QUOTED PASSAGE
▬▬▬▬▬▬▬▬▬▬

These are a few examples that highlight the dominant pattern of human innovation where the drive to explore and create can lead to discoveries that outpace our understanding of their implications. Yes, each of these advancements has led to further inquiry, helping to fill the gaps in our knowledge and understanding, albeit sometimes after significant consequences or ethical dilemmas have emerged.

Even Incrementalism Fails the Test

Even when considering incremental discoveries such as new drugs, supposedly carefully monitored progress misses key risks. The Food and Drug Administration (FDA), an agency responsible for safety and oversight of key aspects of American health, has issued more than 14,000 drug recalls in the last 10 years (as of March, 2023), according to Harvard Medical School.

Balancing Progress and Its Perils

While AI, itself, was birthed years ago, it was the recent advent of GenAI that brought a spotlight to this question of “How does AI even work?” Many marveled at and wondered about how closely the outputs resembled human intelligence. It was notable how mindshare diverged sharply between belief of progress and those seeing its perilous outcomes.

On one hand, GenAI provided nearly immediate applications. On the other hand, the questions began to swirl about who could and would control this new force. Governmental bodies started more aggressively attempting to legislate, while corporations postured to take maximum advantage of the coming wave.

Yet, for all we have learned about GenAI and its makers in the past year, much remains a mystery. Even scientists credited with ‘creating’ GenAI really have simply discovered a novel way in which to apply neural networks which still aren’t fully understood.

Large language models (LLMs) like the ones that power ChatGPT and Bard are different from revolutionary technologies of the past in at least one striking way: No one—not even the people who built the models—knows exactly how they work. As tech companies race to improve and apply LLMs, researchers remain far from being able to explain or “interpret” the inner mechanics of these inscrutable “black boxes.”

Mark Sullivan, Fast Company

Do We Need to Know How GenAI Works?

Whether you like it or not, the genie is out of the bottle and wishes are being whispered.

▬▬▬▬▬▬▬▬▬▬

EXCERPTED RECORDS
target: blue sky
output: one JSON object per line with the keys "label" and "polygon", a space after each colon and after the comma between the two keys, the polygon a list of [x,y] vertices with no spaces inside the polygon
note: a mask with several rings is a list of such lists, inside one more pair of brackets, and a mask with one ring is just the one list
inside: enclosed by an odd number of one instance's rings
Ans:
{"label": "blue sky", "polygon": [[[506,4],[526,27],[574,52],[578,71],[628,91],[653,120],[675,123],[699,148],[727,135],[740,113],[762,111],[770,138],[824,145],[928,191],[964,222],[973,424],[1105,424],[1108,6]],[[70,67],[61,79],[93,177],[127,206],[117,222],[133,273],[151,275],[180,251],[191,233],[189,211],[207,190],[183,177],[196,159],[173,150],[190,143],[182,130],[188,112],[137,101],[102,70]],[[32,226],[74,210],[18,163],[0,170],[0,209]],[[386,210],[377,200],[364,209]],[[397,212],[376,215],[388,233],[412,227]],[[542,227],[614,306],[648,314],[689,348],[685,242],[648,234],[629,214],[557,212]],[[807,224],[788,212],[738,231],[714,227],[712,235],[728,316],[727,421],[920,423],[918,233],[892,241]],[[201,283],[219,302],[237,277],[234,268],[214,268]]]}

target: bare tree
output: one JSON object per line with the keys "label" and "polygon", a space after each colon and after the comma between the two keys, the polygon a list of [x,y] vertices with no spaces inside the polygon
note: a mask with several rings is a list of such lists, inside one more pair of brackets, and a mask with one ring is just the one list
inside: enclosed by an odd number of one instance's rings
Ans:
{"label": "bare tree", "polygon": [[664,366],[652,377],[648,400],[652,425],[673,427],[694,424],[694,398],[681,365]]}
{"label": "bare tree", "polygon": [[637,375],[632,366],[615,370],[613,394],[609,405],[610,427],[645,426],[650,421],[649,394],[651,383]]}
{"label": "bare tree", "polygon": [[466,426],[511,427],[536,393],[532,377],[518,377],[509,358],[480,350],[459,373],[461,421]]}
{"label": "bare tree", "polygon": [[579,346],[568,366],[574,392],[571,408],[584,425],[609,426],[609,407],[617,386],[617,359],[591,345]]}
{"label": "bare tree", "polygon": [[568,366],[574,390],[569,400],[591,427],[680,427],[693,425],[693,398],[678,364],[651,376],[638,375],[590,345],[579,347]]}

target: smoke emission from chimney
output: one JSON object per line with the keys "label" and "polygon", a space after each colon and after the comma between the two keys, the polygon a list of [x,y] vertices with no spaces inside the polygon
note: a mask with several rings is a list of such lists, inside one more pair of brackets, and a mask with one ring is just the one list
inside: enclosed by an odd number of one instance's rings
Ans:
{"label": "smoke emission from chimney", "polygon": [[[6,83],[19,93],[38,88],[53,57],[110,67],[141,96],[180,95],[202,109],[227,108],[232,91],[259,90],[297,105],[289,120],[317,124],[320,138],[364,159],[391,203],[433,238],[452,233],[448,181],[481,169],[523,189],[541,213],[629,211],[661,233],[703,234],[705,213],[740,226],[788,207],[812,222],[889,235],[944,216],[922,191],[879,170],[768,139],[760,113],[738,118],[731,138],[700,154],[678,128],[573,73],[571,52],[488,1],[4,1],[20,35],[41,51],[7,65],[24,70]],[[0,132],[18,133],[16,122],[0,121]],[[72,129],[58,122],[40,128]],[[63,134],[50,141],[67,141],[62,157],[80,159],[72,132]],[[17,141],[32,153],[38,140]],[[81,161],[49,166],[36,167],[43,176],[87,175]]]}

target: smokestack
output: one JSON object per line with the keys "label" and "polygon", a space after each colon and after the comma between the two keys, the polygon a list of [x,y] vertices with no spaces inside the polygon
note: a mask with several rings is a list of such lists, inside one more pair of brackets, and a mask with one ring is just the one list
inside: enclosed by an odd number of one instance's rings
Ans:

▬▬▬▬▬▬▬▬▬▬

USING THE INFORMATION
A) In the passage on GenAI, how many drug recalls had the FDA issued in the last 10 years as of March 2023?
B) Transcribe the passage on GenAI from "While AI, itself, was" to "the coming wave.".
C) Go on with the passage on GenAI after its final sentence.

EXERCISE ANSWERS
A) More than 14,000.

B)
While AI, itself, was birthed years ago, it was the recent advent of GenAI that brought a spotlight to this question of “How does AI even work?” Many marveled at and wondered about how closely the outputs resembled human intelligence. It was notable how mindshare diverged sharply between belief of progress and those seeing its perilous outcomes.

On one hand, GenAI provided nearly immediate applications. On the other hand, the questions began to swirl about who could and would control this new force. Governmental bodies started more aggressively attempting to legislate, while corporations postured to take maximum advantage of the coming wave.

C)
Of course, I would feel better knowing how it really worked. But when leading experts can’t even understand it, where does that leave me and you?

Progress must be weighed against its perils.

I don’t know that we’ll ever know how it works. But we are striving to see how it helps us and how it hurts us. We push on both frontiers simultaneously, and our world will change.

Our journey to understand how a thing works is a way in which we cope with uncertainty. When we can’t understand how something works, nor trust those who certify its workings, most naturally tend to classify it as threat.

While it’s tempting to see the world ending, humans have an incredible knack for sensing impending doom and preserving the species. That is little consolation to the lives and livelihoods lost during transition.

Whether we understand how GenAI works is no longer a relevant question. Instead, we must move on to coping with how we can maximize progress while minimizing its perils. We have seen initial guardrails go up in a brittle attempt to stave off the inevitable disasters we will witness. And it is those disasters which we will learn the true cost of progress as well as how to move forward.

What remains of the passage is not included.